(Exercise) Return the material below as a JSON list of strings, one per line, skipping blank lines and leaving out the pictures.

(Dataset excerpt)
########################################
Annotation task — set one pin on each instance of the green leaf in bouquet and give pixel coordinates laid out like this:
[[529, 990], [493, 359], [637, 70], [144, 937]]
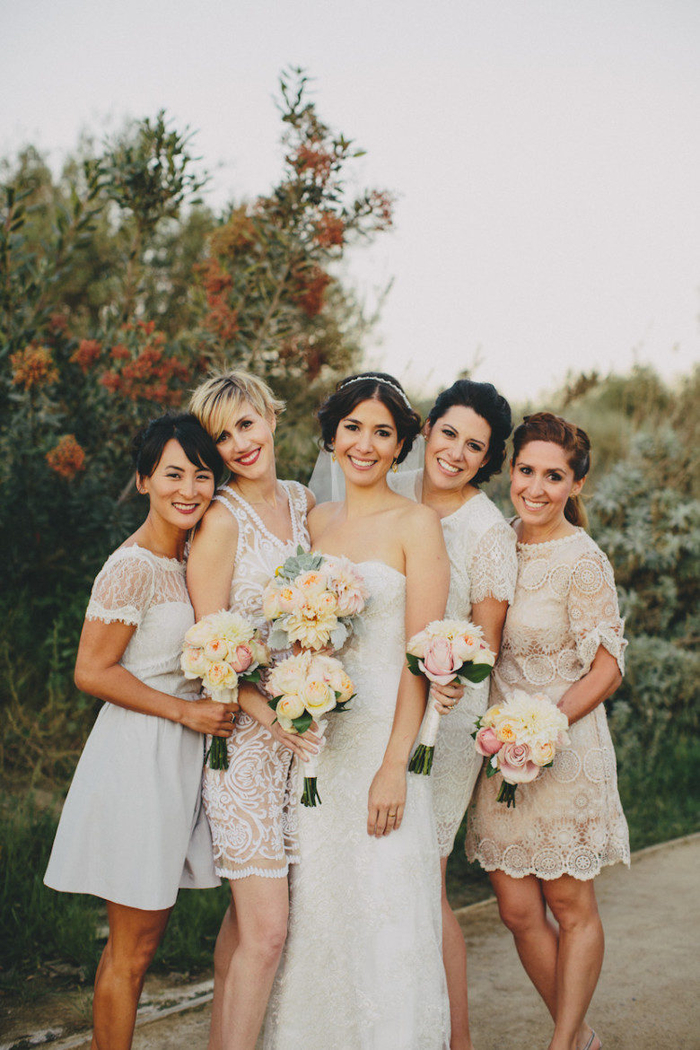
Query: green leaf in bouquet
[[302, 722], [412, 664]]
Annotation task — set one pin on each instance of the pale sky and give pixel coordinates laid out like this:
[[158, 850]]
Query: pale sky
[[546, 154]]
########################################
(Output for this task)
[
  "Annotation task — set one pin on each instance of the green leaf in bouquet and give pixel coordinates laid out like this:",
  "[[529, 990], [493, 359], [637, 70], [144, 937]]",
  "Query: green leaf in bouquet",
  "[[302, 722], [412, 664]]",
  "Annotation task — set one pin on each instance of the pale sky and give pixel coordinates laid out like this:",
  "[[158, 850]]",
  "Query: pale sky",
  "[[546, 154]]"
]